§ Document text:
+===+

I've seen it. I've seen the builds you never want to have to reckon with. The kinds of build scripts that make you stop, take a deep breath, turn to your client and say: "This is going to take a while to untangle." Ruinous hulks of procedural build logic relying on a lot of token replacement (both pre and post compilation). These builds, especially the more difficult builds, are in love with the idea of everyone having access to the same shared filesystem, or worse, they use source code management as a way to distribute binaries.

While I've seen this pattern in Unix-based environments, the "Everything is on the Shared Filesystem" build happens most often in environments that have standardized on Windows, and I'm pretty sure it happens because it's so easy to see the shared filesystem as a cure-all for collaboration. If you share Word documents and internal files through the shared filesystem, why not build output. If everyone's already connected to it, why not just dump all your libraries on it? Isn't Central just a glorified filesystem any way?

What a "Shared Filesystem" approach turns into...

It must be easy to fall into this trap, because I've untangled so many builds that assume the presence of an E: drive or G: drive instead of integrating something like Nexus. This is so common, I want to take some time to tell people what I see at the tail-end of these projects. What happens several years after someone makes the decision to depend on a shared network filesystem instead of using Nexus.

+===+

(Point annotations for photos)
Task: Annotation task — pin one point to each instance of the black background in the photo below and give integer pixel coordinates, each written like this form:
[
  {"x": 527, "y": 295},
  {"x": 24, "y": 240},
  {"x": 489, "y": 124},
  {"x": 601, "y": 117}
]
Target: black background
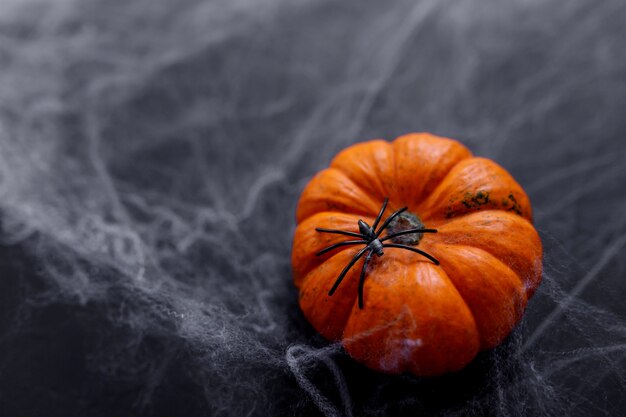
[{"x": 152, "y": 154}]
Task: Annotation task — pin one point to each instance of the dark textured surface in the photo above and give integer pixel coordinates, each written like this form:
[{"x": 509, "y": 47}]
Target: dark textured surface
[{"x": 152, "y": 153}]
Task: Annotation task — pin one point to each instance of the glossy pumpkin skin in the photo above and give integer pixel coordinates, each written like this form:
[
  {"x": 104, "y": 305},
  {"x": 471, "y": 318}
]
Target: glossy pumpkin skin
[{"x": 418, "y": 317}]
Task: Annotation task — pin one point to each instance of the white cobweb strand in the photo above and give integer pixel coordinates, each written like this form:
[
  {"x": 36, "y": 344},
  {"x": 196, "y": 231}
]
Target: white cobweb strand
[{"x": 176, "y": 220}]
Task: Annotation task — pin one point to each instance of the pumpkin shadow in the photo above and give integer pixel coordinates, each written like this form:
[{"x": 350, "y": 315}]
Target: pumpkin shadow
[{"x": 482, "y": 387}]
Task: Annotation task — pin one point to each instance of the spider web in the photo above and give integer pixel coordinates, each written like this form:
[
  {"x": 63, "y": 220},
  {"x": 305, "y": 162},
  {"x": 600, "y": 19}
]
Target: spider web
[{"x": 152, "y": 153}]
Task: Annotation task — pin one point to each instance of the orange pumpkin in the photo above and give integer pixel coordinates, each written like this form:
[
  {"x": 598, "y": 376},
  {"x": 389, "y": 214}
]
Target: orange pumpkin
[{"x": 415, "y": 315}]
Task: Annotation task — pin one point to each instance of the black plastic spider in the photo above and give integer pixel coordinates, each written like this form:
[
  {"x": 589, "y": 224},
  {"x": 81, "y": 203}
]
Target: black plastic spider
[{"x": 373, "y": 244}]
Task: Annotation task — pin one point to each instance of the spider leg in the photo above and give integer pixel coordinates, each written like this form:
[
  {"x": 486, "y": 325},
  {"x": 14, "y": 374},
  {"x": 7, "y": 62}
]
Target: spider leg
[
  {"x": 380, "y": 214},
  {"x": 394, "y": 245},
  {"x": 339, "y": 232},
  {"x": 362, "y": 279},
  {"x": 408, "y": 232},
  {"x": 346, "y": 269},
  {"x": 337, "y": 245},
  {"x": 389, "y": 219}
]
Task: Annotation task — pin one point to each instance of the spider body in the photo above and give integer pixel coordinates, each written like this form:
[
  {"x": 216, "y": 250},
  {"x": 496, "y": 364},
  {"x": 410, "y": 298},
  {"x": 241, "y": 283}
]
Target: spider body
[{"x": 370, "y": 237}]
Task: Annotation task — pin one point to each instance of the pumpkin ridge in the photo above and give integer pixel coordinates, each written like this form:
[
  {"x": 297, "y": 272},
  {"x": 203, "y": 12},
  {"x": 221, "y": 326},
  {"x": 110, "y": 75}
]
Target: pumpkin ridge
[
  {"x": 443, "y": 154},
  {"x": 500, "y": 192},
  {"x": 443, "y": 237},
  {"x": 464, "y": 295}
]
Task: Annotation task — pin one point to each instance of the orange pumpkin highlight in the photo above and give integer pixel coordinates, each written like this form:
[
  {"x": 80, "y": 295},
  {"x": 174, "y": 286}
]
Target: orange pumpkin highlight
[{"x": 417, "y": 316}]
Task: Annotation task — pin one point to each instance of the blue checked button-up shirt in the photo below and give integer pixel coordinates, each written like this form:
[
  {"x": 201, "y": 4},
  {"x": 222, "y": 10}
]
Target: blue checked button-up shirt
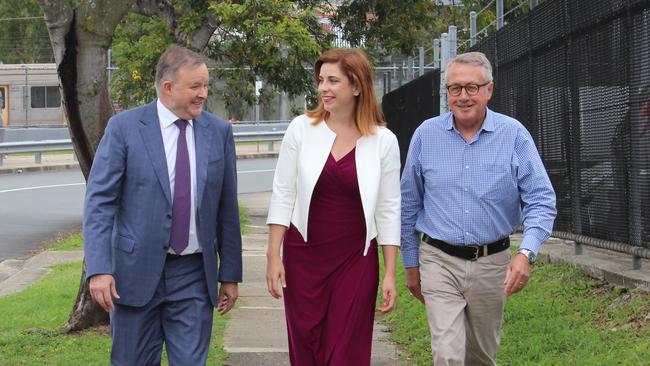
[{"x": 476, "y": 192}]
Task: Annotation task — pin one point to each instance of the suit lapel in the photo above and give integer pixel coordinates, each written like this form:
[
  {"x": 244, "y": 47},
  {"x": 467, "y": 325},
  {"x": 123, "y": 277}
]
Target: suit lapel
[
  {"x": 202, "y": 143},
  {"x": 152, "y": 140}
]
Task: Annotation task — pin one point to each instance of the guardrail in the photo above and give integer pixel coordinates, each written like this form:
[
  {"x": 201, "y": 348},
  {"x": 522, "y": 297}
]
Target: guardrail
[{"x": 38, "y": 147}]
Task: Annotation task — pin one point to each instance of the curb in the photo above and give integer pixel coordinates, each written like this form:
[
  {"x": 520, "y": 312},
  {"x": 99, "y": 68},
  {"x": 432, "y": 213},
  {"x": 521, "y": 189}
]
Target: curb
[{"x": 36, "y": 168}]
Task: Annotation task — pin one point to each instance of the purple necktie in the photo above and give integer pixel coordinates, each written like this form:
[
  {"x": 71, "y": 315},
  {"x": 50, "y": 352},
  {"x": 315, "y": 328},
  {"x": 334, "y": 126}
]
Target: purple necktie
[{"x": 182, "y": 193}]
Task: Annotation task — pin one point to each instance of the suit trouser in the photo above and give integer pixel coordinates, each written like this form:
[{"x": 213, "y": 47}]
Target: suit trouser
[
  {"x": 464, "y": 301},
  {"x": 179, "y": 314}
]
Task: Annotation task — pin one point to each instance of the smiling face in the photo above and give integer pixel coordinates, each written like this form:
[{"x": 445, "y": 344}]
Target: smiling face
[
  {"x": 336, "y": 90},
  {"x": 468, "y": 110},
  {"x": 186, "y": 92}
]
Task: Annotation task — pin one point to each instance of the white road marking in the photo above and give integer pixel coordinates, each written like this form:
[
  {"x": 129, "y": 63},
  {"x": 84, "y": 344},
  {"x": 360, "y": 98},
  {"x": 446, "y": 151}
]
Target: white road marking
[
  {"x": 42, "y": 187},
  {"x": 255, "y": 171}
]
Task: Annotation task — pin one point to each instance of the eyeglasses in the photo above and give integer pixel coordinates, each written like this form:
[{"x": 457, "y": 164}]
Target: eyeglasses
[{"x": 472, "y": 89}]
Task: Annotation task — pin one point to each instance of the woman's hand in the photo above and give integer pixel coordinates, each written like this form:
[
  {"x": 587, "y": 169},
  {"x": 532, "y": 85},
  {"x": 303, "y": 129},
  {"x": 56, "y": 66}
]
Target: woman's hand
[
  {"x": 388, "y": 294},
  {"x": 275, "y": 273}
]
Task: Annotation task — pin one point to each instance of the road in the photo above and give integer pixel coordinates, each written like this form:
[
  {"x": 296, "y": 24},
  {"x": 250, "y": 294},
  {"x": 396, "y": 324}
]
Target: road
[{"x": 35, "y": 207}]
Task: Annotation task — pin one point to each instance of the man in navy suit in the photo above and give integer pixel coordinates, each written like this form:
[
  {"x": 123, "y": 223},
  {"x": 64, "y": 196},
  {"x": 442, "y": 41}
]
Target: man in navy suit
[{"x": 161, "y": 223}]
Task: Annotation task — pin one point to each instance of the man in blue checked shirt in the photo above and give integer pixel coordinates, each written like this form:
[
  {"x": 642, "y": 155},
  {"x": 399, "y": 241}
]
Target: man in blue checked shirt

+===+

§ Tasks to carry out:
a. According to the build-script text, in what kind of environment does the "Everything is on the Shared Filesystem" build happen most often?
b. Reproduce the entries from the line containing "navy suit in" down to the end of the entries, both ends included, and increase every coordinate in the answers by 80.

§ Task responses:
a. It happens most often in environments that have standardized on Windows.

b.
Task: Annotation task — pin one point to each instance of the man in navy suit in the photo above and give integer pixel coordinates, each written like this form:
[
  {"x": 123, "y": 223},
  {"x": 64, "y": 196},
  {"x": 442, "y": 41}
]
Target: man in navy suit
[{"x": 241, "y": 303}]
Task: Annotation task — pin one point to each instance of the man in blue checked shirt in the photo above and give integer pixel coordinates, each written like this form:
[
  {"x": 642, "y": 155},
  {"x": 399, "y": 241}
]
Target: man in blue checked shirt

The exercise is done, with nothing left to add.